START Task input

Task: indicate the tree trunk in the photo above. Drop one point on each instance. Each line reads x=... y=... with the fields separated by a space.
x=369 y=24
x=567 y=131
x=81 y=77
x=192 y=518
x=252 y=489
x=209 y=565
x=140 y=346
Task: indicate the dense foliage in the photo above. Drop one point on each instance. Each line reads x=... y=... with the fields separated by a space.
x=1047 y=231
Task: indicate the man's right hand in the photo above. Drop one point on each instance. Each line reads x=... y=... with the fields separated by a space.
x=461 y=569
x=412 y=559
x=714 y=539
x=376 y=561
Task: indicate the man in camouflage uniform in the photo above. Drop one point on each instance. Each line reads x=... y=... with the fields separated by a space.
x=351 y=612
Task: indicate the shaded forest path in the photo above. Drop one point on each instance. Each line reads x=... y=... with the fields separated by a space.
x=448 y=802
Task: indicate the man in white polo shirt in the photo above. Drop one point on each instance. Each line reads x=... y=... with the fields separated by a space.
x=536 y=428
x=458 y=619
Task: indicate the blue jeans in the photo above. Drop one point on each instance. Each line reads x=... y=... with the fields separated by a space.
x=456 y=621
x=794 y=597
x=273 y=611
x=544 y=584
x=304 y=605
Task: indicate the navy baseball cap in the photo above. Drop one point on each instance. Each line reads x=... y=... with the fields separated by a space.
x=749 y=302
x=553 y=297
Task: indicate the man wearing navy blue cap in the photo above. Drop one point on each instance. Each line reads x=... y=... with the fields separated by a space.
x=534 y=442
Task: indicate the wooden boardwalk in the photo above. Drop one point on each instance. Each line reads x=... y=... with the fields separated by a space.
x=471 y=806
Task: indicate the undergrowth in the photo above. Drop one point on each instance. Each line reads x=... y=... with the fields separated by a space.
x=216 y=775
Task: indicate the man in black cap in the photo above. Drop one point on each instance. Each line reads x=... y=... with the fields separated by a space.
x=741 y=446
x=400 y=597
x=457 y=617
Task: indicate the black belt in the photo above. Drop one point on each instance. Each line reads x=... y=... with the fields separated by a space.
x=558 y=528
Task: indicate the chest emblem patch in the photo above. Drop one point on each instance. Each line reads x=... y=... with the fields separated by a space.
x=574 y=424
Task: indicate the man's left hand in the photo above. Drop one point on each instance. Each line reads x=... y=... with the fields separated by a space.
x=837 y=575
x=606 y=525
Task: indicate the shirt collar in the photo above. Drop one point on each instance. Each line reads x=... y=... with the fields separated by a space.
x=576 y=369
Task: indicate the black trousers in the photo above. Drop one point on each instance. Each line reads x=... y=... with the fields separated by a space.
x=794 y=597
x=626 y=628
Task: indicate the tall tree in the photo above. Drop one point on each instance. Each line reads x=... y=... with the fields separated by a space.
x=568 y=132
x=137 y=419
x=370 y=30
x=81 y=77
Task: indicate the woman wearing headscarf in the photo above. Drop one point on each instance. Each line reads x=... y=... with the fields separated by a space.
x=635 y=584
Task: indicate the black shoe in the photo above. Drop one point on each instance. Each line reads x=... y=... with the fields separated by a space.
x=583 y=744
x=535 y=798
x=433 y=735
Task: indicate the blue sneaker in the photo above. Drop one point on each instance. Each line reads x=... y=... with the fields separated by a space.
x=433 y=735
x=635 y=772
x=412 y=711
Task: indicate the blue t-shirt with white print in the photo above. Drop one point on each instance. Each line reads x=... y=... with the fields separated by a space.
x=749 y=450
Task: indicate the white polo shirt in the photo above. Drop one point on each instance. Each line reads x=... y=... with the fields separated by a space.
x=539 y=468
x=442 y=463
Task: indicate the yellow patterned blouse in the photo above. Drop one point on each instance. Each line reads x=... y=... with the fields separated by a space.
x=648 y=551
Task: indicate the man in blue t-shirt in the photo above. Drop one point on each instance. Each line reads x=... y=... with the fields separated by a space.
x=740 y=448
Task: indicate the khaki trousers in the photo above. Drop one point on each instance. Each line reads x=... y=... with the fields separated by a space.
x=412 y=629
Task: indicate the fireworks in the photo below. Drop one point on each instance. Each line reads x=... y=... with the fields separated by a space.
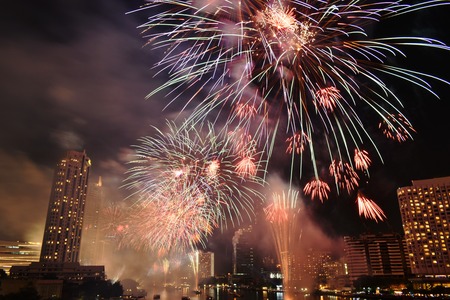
x=188 y=184
x=308 y=66
x=317 y=189
x=308 y=70
x=396 y=127
x=283 y=214
x=369 y=209
x=345 y=177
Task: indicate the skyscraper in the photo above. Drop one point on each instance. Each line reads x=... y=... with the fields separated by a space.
x=381 y=255
x=92 y=244
x=63 y=227
x=206 y=265
x=425 y=212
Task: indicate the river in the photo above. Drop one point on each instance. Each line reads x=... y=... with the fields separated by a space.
x=222 y=294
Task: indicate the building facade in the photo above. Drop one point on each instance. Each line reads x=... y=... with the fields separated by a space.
x=243 y=251
x=64 y=223
x=425 y=212
x=206 y=265
x=381 y=255
x=92 y=244
x=18 y=254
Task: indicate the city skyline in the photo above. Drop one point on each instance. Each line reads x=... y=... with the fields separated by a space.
x=76 y=77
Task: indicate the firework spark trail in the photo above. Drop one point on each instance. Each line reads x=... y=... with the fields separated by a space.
x=283 y=214
x=308 y=69
x=344 y=175
x=369 y=209
x=169 y=225
x=187 y=184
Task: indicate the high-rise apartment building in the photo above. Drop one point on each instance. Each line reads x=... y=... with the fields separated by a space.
x=18 y=254
x=243 y=252
x=92 y=244
x=376 y=255
x=63 y=227
x=425 y=212
x=60 y=250
x=206 y=265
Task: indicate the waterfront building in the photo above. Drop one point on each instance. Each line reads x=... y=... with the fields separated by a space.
x=243 y=255
x=59 y=257
x=206 y=265
x=64 y=224
x=18 y=253
x=377 y=255
x=93 y=241
x=425 y=212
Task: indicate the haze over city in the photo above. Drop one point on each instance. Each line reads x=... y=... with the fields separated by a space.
x=75 y=77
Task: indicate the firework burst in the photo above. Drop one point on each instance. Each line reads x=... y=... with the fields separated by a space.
x=187 y=183
x=311 y=69
x=369 y=209
x=283 y=214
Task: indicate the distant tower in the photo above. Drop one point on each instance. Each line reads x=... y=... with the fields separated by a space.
x=425 y=211
x=92 y=245
x=64 y=224
x=243 y=252
x=206 y=265
x=381 y=255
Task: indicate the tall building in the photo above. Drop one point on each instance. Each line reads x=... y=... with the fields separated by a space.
x=425 y=212
x=243 y=251
x=381 y=255
x=18 y=254
x=92 y=244
x=206 y=265
x=244 y=268
x=63 y=227
x=64 y=224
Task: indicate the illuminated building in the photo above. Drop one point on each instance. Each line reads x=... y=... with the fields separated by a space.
x=59 y=258
x=377 y=255
x=64 y=224
x=92 y=243
x=206 y=265
x=425 y=213
x=18 y=254
x=243 y=255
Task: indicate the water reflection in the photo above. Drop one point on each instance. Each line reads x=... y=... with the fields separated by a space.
x=224 y=294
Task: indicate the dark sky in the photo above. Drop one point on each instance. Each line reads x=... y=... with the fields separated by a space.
x=74 y=75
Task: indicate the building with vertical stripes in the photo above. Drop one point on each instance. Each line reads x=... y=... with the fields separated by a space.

END Task input

• **What is expected**: Output a precise copy of the entries, leaving the images out.

• **Answer box**:
Task: indicate the tree trunk in the photo above. Drop one point on each instance. Each line reads x=... y=... with the fields separated by a space.
x=369 y=24
x=567 y=131
x=81 y=77
x=192 y=518
x=252 y=489
x=209 y=565
x=140 y=346
Task: indicate the dense foliage in the photo above. Drop one point on each instance. Each line reads x=... y=... with the fields separated by a space.
x=1047 y=231
Task: indicate the man's right hand in the photo above. Drop one point on each instance. Each line reads x=... y=... with the fields separated by a space.
x=461 y=569
x=412 y=559
x=714 y=539
x=376 y=561
Task: indicate the man in camouflage uniform in the photo above. Drop one point on each instance. Each line reads x=... y=... with the fields separated by a space.
x=351 y=612
Task: indicate the shaded forest path in the photo above. Drop one point on each instance. Each line reads x=... y=... with the fields separated by a space.
x=448 y=802
Task: indicate the man in white polo shirt in the photo above. Drop one point on each instance. Each line reads x=... y=... with the fields separated by a space.
x=536 y=428
x=458 y=619
Task: indicate the blue jeans in the photo above. Drop one point on each instance. Each line reads x=... y=... with the fields separated by a space.
x=456 y=621
x=794 y=597
x=273 y=611
x=544 y=584
x=304 y=605
Task: indicate the navy baseball cap in the photo above. Drop one point on each instance. Each line reads x=... y=... with the fields separated by a space.
x=749 y=302
x=553 y=297
Task: indicate the man wearing navy blue cap in the photo above. Drop one point on each instance. Each line reads x=... y=... with the fields separated by a space.
x=534 y=442
Task: indicate the wooden boardwalk in the photo above. Drop one point on each instance. Each line reads x=... y=... with the fields separated by a space.
x=471 y=806
Task: indicate the undergrowth in the photo above. Drop one point on each instance. Each line reads x=... y=... with the fields separated by a space.
x=216 y=775
Task: indicate the man in black cap in the photo above. Drop one point on each instance. Each line reads x=... y=... with the fields separated by a space.
x=741 y=446
x=400 y=597
x=457 y=617
Task: indicate the black belt in the photo above. Drop one point on each instance. Each line reads x=... y=... with the fields separated by a space.
x=558 y=528
Task: indicate the chest emblem patch in the photo above. Drop one point on each instance. Each line reads x=... y=... with the fields separated by a space.
x=574 y=424
Task: indicate the man's left hand in the photo above. Drop one point on each instance. Each line reads x=... y=... with the fields separated by a space.
x=837 y=575
x=606 y=525
Task: indicate the shirt collar in the photo above. Drop one point on each instance. Each line reads x=... y=... with the fields separated by a space.
x=576 y=369
Task: indicate the black trousers in the photo above. Drop one point on each instance. Each line reads x=... y=... with the fields separated by a space.
x=794 y=597
x=626 y=628
Task: indicate the tall tree in the photo above. Drop one point on each instance. Each line reads x=... y=... with the fields separated by a space.
x=568 y=132
x=137 y=419
x=370 y=30
x=81 y=77
Task: indicate the woman wearing headscarf in the photo above. Drop one point on each instance. Each line reads x=... y=... with the fields separated by a space.
x=635 y=584
Task: indicate the black shoe in the photo above. Drop one point on each instance. Each line reads x=... y=... with the fields separated by a space.
x=583 y=744
x=535 y=798
x=433 y=735
Task: indicate the blue sneaker in the photo above. Drop one point on each instance. Each line reads x=... y=... with the fields separated by a space.
x=433 y=735
x=635 y=772
x=412 y=711
Task: indicate the blue t-shirt with white print in the photo above. Drop one point on each instance. Each line reads x=... y=... with the fields separated by a space.
x=749 y=450
Task: indicate the white polo shirt in the photo above. Drop one point on each instance. Each line reads x=... y=... with the fields separated by a space.
x=539 y=468
x=442 y=463
Task: indicate the yellow patterned blouse in the photo above. Drop one point on each instance. Each line reads x=... y=... with the fields separated by a space.
x=648 y=551
Task: indicate the man in blue t-shirt in the photo above. Drop one point on each instance. Each line reads x=... y=... with the fields separated by a space.
x=740 y=448
Task: indicate the khaki trousers in the photo above. Drop one point on each instance. Each line reads x=... y=... with the fields separated by a space.
x=412 y=629
Task: indicate the fireworks in the photo below. Drop one point on each instance. Each line reads x=... y=... with the fields separated by a space.
x=188 y=184
x=308 y=66
x=317 y=189
x=308 y=70
x=396 y=127
x=283 y=214
x=369 y=209
x=345 y=177
Task: indicate the skyscraper in the photo above. Drop one point on each instance. Each line reads x=... y=... with the fields separated by a space.
x=381 y=255
x=92 y=244
x=63 y=227
x=206 y=265
x=425 y=212
Task: indicate the river in the photo above. Drop one point on each instance. Each line reads x=... y=... with the fields separated by a space.
x=222 y=294
Task: indicate the building facade in the photo above. Drop one point on each instance. Each line reads x=... y=... with the fields separated by a space.
x=243 y=251
x=64 y=223
x=425 y=212
x=206 y=265
x=381 y=255
x=92 y=244
x=18 y=254
Task: indicate the city skyline in the photo above. Drop one point on each instance. Each line reads x=... y=... with the fields separated by a space.
x=76 y=77
Task: indicate the firework spark trail in the photo above. Drop one point on each instance. Each line reads x=... y=... with the fields separated by a space.
x=283 y=214
x=308 y=69
x=344 y=175
x=369 y=209
x=169 y=225
x=187 y=184
Task: indicate the high-rise apartment building in the photo above. Drop one point on each instance. Each line reads x=... y=... with the fields separated by a space.
x=18 y=254
x=243 y=252
x=92 y=244
x=376 y=255
x=63 y=227
x=425 y=212
x=60 y=250
x=206 y=265
Task: indicate the waterfront building in the photo above. Drop one point on each instance. Each line reads x=... y=... with the fields separated by a space.
x=243 y=255
x=59 y=257
x=206 y=265
x=64 y=224
x=18 y=253
x=377 y=255
x=93 y=241
x=425 y=212
Task: indicate the haze over city in the photo above. Drop one point on each instance. Each line reads x=... y=... with the fields separated by a space.
x=75 y=77
Task: indicate the firework burst in the photo above. Drop one point on each instance. Each line reads x=... y=... with the fields separated by a space.
x=187 y=183
x=311 y=69
x=369 y=209
x=283 y=214
Task: indicate the distant tower in the photo above. Drop one point on each instance. Each line reads x=... y=... with the fields separated by a space.
x=425 y=211
x=92 y=245
x=64 y=224
x=243 y=252
x=206 y=265
x=381 y=255
Task: indicate the tall building in the photo above. Drop one point on each instance. Each line reads x=... y=... with the fields separated by a space.
x=425 y=212
x=243 y=251
x=381 y=255
x=18 y=254
x=92 y=244
x=206 y=265
x=244 y=268
x=63 y=227
x=64 y=224
Task: indicate the illuminated building in the photo above. Drop one point on each instance. Each line reads x=... y=... with the fields separated by a space.
x=59 y=258
x=377 y=255
x=64 y=224
x=92 y=243
x=206 y=265
x=425 y=213
x=18 y=254
x=243 y=255
Task: indicate the water reflection in the photo above. Drop one point on each instance. Each line reads x=... y=... with the fields separated by a space.
x=224 y=294
Task: indicate the dark sky in the photo above. Drop one point on each instance. Each line reads x=... y=... with the fields separated by a space.
x=74 y=75
Task: indicate the building with vertical stripes in the photo above. Drop one point on each instance. Each line reads x=... y=... with the fields separated by a space.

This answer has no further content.